Reptile answered 28/10, 2016 at 6:40 Comment(8)

@transistor1, just waned to verify you've seen this solution. – Twocolor 28/10, 2016 at 10:24

@transistor1, when would be know if it survives production? – Twocolor 28/10, 2016 at 12:19

If I can confirm that this works more efficiently than @dnoeth's solution, I'll change the accepted answer. I'm not going to provide any timeline. The bounty was created specifically for him, though, so that won't change-- and of course it's already awarded, so I can't change it if I wanted to! Whenever I'm searching for a Teradata solution, I almost always land on one of his answers; he really came through for me here as well, and I appreciate that. That being said, your solution is really cool and it looks very promising. – Boisleduc 28/10, 2016 at 12:52

When I've started working on Teradata database @Allman was the one only saviour , so no need to convince me here :-) Also dnoeth solution is not based on bitmap and therefore is not limited by bitmap size, so in any case it should be marked as a correct solution. I'm simply curious. P.s. Earlier I've posted here a solution based on stored procedures that I'm using in our production env. The logic is similar to dnoeth solution and its working on hundreds of million of records, executing for 1-1.5 minute. – Twocolor 28/10, 2016 at 13:15

thanks for your understanding :-). I don't know if there's such a thing as a "Teradata MVP," but if there is, he should get it. I'm testing your answer now. Yes, I saw that answer, but in my current situation it's nearly impossible to get SP access where I am working now. I am in a very large company and there is lots of red tape & politics unfortunately. – Boisleduc 28/10, 2016 at 13:22

Let us continue this discussion in chat. – Twocolor 28/10, 2016 at 13:23

@DuduMarkovitz: No need for multiple bitmaps, you can use a VARBYTE of any (?) size instead: select setbit ('000000000000000000000000000000000000000000000000'xb,64); Would be interesting to compare performance of the WHILE-loop and this recursion. – Allman 5/11, 2016 at 18:43

@Allman - I've overlooked this in the documentation - this is so cool ! P.s. TD 14.10/15.10 doc.: "The maximum supported size (n) for VARBYTE is 8192 bytes." – Twocolor 5/11, 2016 at 19:8

This works, but causes an "out of spool space" issue on real data.

Schema creation:

CREATE VOLATILE TABLE match_detail (
    group_id bigint
    , category_1 varchar(255)
    , category_2 varchar(255)
) PRIMARY INDEX (group_id)

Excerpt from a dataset
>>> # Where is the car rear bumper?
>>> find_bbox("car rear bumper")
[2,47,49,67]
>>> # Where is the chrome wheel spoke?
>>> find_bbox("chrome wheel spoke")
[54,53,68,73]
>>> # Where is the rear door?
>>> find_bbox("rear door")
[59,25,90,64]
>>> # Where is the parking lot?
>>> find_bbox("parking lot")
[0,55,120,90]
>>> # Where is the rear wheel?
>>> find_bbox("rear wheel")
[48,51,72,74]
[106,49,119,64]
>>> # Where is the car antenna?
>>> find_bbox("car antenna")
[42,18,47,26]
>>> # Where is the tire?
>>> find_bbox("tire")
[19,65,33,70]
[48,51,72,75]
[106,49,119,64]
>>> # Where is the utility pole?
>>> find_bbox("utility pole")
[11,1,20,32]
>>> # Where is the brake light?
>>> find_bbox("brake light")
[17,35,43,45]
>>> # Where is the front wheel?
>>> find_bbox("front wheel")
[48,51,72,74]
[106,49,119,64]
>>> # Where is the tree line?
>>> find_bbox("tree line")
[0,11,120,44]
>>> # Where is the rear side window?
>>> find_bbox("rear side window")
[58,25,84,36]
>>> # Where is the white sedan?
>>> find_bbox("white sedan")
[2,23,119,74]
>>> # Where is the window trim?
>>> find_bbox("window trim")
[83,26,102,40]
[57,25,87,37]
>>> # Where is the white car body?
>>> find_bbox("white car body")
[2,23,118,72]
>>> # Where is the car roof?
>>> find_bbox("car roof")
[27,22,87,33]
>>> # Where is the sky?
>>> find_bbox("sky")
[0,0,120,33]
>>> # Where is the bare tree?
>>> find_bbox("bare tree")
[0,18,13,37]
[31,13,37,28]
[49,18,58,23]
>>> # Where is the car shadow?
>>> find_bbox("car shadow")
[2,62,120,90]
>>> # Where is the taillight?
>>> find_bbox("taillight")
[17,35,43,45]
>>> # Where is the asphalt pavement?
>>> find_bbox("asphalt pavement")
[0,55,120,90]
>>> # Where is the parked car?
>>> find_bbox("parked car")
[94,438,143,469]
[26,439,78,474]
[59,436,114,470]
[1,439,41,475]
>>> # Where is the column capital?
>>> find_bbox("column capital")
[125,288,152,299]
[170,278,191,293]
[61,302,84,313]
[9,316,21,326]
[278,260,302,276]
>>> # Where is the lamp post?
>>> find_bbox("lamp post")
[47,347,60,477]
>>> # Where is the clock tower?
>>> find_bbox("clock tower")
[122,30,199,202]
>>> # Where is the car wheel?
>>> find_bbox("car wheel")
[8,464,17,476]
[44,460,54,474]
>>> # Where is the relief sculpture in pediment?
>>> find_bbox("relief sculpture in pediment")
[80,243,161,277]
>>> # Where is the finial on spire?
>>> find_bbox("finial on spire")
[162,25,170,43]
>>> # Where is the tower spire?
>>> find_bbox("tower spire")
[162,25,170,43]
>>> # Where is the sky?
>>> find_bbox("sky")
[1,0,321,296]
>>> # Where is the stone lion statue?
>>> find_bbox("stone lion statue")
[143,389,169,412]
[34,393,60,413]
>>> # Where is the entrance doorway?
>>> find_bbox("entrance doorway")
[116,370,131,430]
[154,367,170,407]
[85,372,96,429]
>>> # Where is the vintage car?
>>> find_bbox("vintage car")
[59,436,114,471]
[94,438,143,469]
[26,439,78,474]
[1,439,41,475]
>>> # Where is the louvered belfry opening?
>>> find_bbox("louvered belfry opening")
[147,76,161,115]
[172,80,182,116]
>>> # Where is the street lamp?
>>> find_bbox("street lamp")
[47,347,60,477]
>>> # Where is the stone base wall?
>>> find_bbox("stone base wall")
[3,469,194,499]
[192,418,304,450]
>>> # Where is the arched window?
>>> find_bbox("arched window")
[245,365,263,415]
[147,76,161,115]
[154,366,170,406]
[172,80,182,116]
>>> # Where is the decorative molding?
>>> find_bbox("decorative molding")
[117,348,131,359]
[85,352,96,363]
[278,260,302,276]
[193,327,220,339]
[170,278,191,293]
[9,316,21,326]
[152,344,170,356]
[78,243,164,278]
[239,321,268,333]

*TASKS FOR THIS EXERCISE*.
1. Name every column defined in the table created at the end of the Teradata thread.
2. Answer these questions from the Teradata thread:
(a) What maximum VARBYTE size does the quoted TD 14.10/15.10 documentation give?
(b) How long does the stored-procedure solution used in production take on hundreds of millions of records?
(c) What issue does the solution cause on real data?
3. Carry the Teradata thread on from its last line.
You can work without the rows.

*RESPONSES FOR EACH TASK*.
1. group_id, category_1, category_2

2.
(a) 8192 bytes
(b) 1-1.5 minute
(c) An "out of spool space" issue

3.
    ON COMMIT PRESERVE ROWS;

INSERT INTO match_detail VALUES (1,'A','B');
INSERT INTO match_detail VALUES (1,'A','A');
INSERT INTO match_detail VALUES (1,'B','A');
INSERT INTO match_detail VALUES (1,'B','C');
INSERT INTO match_detail VALUES (1,'B','B');
INSERT INTO match_detail VALUES (1,'C','B');
INSERT INTO match_detail VALUES (1,'C','D');
INSERT INTO match_detail VALUES (1,'C','C');
INSERT INTO match_detail VALUES (1,'D','C');
INSERT INTO match_detail VALUES (1,'D','E');
INSERT INTO match_detail VALUES (1,'D','D');
INSERT INTO match_detail VALUES (1,'E','D');
INSERT INTO match_detail VALUES (1,'E','F');
INSERT INTO match_detail VALUES (1,'E','E');
INSERT INTO match_detail VALUES (1,'F','E');
INSERT INTO match_detail VALUES (1,'F','G');
INSERT INTO match_detail VALUES (1,'F','F');
INSERT INTO match_detail VALUES (1,'G','F');
INSERT INTO match_detail VALUES (1,'G','G');
INSERT INTO match_detail VALUES (1,'W','X');
INSERT INTO match_detail VALUES (1,'W','W');
INSERT INTO match_detail VALUES (1,'W','Y');
INSERT INTO match_detail VALUES (1,'W','Z');
INSERT INTO match_detail VALUES (1,'X','W');
INSERT INTO match_detail VALUES (1,'X','X');
INSERT INTO match_detail VALUES (1,'Y','W');
INSERT INTO match_detail VALUES (1,'Y','Y');
INSERT INTO match_detail VALUES (1,'Z','W');
INSERT INTO match_detail VALUES (1,'Z','Z');
INSERT INTO match_detail VALUES (2,'L','L');
INSERT INTO match_detail VALUES (2,'M','N');
INSERT INTO match_detail VALUES (2,'N','M');
INSERT INTO match_detail VALUES (2,'M','M');
INSERT INTO match_detail VALUES (2,'N','N');

Query:

WITH

 related_cats AS (
    SELECT
        group_id
        , category_1
        , SUM(DISTINCT bitflag) As bitflag_total
        , DENSE_RANK() OVER (
            PARTITION BY
                group_id
            ORDER BY
                group_id
                , bitflag_total
        ) As bitflag_group

    FROM bitflags

    GROUP BY 1, 2
)

, bitflags As (
    SELECT
        DISTINCT
            group_id
            , category_1
            , category_2
            , CAST
            (
                2 ** (DENSE_RANK() OVER (
                    PARTITION BY
                        group_id

                    ORDER BY group_id
                        , category_2) - 1)

                As bigint
            ) As bitflag

    FROM cat_join
    WHERE depth = 1
)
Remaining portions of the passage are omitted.